Your goal » Count the lines in the data below that contain the string "apple", and reply with that number alone.

Exercise inputs »
▼
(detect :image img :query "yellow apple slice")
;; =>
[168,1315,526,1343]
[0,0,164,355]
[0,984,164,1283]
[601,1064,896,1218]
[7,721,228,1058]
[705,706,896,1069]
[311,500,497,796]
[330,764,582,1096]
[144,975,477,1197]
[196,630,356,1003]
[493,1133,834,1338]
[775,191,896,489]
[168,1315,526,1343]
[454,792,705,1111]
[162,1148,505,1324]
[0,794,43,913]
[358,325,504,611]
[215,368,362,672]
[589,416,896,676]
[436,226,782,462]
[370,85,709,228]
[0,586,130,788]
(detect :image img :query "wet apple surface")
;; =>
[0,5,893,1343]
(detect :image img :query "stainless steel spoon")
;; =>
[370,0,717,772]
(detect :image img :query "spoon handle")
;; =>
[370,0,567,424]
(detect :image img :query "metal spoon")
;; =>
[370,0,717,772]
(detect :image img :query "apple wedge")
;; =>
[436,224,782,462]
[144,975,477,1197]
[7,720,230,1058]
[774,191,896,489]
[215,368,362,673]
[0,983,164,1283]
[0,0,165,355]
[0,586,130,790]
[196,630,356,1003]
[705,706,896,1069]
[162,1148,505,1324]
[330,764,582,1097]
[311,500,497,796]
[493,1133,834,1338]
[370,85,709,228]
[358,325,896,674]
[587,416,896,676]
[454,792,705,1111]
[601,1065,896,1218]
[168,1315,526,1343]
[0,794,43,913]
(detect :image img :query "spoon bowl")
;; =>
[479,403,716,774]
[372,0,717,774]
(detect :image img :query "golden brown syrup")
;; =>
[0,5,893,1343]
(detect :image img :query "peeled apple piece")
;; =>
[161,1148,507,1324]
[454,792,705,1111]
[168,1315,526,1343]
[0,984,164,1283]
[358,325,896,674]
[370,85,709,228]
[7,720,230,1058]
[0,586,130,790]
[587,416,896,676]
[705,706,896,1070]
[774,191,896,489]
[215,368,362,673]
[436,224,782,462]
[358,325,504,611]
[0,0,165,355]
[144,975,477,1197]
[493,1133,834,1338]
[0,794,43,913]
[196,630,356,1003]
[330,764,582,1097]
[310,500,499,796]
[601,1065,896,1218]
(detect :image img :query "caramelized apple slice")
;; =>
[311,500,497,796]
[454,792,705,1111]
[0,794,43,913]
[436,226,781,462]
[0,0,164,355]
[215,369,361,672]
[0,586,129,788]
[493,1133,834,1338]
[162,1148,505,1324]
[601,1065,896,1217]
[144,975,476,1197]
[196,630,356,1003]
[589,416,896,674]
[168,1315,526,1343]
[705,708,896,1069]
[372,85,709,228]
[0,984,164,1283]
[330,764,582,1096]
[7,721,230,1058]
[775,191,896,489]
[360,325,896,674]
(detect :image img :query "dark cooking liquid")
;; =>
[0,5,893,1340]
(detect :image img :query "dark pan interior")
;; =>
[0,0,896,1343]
▲
▼
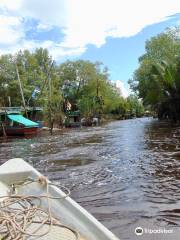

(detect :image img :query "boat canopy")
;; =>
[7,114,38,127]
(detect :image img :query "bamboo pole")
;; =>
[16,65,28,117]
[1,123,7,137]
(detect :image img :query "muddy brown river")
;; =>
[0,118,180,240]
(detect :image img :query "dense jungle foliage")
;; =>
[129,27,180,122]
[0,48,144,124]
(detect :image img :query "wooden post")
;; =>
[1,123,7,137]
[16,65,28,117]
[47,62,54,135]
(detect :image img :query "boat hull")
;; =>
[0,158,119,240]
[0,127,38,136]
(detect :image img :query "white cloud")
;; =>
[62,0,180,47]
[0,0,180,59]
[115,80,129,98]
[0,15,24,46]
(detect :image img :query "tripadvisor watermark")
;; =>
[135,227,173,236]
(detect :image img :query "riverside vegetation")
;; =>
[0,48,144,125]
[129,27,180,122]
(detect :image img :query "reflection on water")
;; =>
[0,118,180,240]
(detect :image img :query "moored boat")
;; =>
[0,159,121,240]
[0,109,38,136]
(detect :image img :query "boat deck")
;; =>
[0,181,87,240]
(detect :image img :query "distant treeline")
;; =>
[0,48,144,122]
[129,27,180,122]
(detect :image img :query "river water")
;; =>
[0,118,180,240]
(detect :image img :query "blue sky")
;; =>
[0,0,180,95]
▲
Task output » 5